**What the exercise asks**
Retype the records in full, exactly as they stand.
BEGIN The data
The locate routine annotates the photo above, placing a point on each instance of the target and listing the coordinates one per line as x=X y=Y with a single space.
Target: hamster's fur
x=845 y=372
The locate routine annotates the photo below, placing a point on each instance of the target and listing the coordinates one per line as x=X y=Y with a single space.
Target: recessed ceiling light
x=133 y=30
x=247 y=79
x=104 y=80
END The data
**Expected output**
The locate routine annotates the photo above, placing a point on each instance of the target and listing the coordinates one per line as x=X y=Y with a single space.
Target: hamster's fur
x=845 y=372
The locate routine annotates the photo below, placing a point on each instance of the target and listing the coordinates one per line as x=X y=Y with a single space.
Target: recessed ceiling light
x=133 y=30
x=247 y=79
x=104 y=80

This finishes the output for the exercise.